Source excerpt:
Garrett played only nine games in the NFL.
7. The sportswriter who integrated the Redskins
Redskins owner George Preston Marshall didn't want black players on his team. He didn't even try to be subtle about it – he owned the southern NFL market in the 1950s, and aimed to please the vast majority, even if it meant losing.
In 1952, Marshall let the Post's Mo Siegel make one of the Redskins' late-round picks. "Marshall's theory was writers didn't always know as much football as they should," said Siegal, quoted in "The Pro Football Chronicle." "I told him, 'Give me a pick in a later round, and we'll see what I can do.'"
Siegel told him to select Tennessee Tech end Flavious Smith, who, he'd been told by a knowledgeable insider, was black. He relished the opportunity to play a part in Redskins history. Marshall picked Smith in one of the late rounds.
Marshall said, "Congratulations, you've just become the first sportswriter to draft a player." Siegel replied, "Congratulations, George. You've just integrated the Redskins."
Officially, Flavious Smith was not drafted in 1952. It's probable that Marshall convinced NFL commissioner Bert Bell to whitewash the records. But we'll probably never know. Smith didn't hear the story until decades later. And as it turned out, the joke was on both Marshall and Siegel. Smith was white.
6. Why computers will never replace scouts
The Cowboys are well known for pioneering the use of objective stats and computers in evaluating players. The team was truly revolutionary in this regard ... but mistakes, shall we say, were made.

Task to carry out:
Reproduce word for word the part of the Redskins draft passage starting at "7. The sportswriter" and ending at "the late rounds.". The rows that follow have no connection to the passage on the Redskins draft story.

Data listing:
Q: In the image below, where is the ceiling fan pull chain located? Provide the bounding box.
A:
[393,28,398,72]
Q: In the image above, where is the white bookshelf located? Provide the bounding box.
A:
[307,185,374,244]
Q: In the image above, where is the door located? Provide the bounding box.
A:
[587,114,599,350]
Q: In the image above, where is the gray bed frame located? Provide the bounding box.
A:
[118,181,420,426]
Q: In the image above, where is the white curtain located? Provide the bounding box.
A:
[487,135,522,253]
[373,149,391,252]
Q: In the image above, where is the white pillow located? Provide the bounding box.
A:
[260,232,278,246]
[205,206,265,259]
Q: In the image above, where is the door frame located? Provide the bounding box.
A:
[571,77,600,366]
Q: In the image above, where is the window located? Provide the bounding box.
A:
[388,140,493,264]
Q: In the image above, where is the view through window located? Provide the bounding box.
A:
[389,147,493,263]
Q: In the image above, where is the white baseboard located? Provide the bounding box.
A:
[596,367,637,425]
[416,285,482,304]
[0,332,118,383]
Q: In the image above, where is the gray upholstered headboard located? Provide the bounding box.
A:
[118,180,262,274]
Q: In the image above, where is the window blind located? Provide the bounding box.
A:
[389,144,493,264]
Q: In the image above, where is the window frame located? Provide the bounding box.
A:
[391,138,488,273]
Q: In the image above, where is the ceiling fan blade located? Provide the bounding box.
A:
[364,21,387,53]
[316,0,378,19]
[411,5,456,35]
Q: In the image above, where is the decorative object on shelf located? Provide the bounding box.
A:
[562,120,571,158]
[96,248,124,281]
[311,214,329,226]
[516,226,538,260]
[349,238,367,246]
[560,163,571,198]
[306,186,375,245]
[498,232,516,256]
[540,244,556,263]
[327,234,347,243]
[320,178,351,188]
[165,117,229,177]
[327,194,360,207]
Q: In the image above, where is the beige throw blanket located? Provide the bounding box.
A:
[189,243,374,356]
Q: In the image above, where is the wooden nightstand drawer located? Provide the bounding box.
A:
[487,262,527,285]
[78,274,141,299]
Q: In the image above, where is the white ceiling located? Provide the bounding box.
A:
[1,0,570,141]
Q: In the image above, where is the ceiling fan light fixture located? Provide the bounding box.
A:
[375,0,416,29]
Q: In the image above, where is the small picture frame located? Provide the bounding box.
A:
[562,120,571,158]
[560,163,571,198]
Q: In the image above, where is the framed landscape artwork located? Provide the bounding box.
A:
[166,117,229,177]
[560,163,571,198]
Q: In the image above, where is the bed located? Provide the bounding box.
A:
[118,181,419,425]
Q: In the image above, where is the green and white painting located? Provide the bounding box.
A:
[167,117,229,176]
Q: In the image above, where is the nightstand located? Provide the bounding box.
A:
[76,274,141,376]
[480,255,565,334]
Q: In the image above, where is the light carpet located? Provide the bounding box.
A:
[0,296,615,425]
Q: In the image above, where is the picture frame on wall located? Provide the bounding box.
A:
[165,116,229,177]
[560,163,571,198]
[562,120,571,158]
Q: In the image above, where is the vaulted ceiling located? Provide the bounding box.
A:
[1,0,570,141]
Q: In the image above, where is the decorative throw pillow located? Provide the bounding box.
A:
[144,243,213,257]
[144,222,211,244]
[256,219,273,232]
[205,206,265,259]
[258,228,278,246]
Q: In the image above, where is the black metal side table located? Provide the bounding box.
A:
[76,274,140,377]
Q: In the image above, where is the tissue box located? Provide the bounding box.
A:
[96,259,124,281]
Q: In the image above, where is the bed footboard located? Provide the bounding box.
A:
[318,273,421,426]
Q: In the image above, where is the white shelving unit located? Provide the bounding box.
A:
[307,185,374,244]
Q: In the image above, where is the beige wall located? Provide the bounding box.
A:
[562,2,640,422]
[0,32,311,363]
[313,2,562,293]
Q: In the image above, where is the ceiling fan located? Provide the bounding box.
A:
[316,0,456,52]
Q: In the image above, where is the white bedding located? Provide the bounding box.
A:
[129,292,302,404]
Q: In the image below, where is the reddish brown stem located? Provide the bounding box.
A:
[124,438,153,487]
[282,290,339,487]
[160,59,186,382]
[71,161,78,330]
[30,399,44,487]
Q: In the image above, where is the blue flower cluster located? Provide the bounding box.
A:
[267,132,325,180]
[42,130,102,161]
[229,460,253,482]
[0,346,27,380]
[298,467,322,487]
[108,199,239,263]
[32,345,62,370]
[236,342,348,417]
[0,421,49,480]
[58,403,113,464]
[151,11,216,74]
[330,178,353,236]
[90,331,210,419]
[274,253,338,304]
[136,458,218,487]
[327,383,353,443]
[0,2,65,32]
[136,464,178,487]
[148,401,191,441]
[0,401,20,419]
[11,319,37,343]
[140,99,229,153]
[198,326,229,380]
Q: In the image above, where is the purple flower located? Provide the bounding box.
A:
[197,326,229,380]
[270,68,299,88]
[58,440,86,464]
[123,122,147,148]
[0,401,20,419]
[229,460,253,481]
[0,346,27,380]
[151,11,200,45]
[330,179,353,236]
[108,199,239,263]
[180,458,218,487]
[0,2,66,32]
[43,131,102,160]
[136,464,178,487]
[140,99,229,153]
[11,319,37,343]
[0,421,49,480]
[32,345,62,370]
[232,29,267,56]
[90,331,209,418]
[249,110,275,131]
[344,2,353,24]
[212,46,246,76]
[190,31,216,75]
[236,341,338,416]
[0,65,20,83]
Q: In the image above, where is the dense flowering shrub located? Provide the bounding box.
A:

Full answer:
7. The sportswriter who integrated the Redskins
Redskins owner George Preston Marshall didn't want black players on his team. He didn't even try to be subtle about it – he owned the southern NFL market in the 1950s, and aimed to please the vast majority, even if it meant losing.
In 1952, Marshall let the Post's Mo Siegel make one of the Redskins' late-round picks. "Marshall's theory was writers didn't always know as much football as they should," said Siegal, quoted in "The Pro Football Chronicle." "I told him, 'Give me a pick in a later round, and we'll see what I can do.'"
Siegel told him to select Tennessee Tech end Flavious Smith, who, he'd been told by a knowledgeable insider, was black. He relished the opportunity to play a part in Redskins history. Marshall picked Smith in one of the late rounds.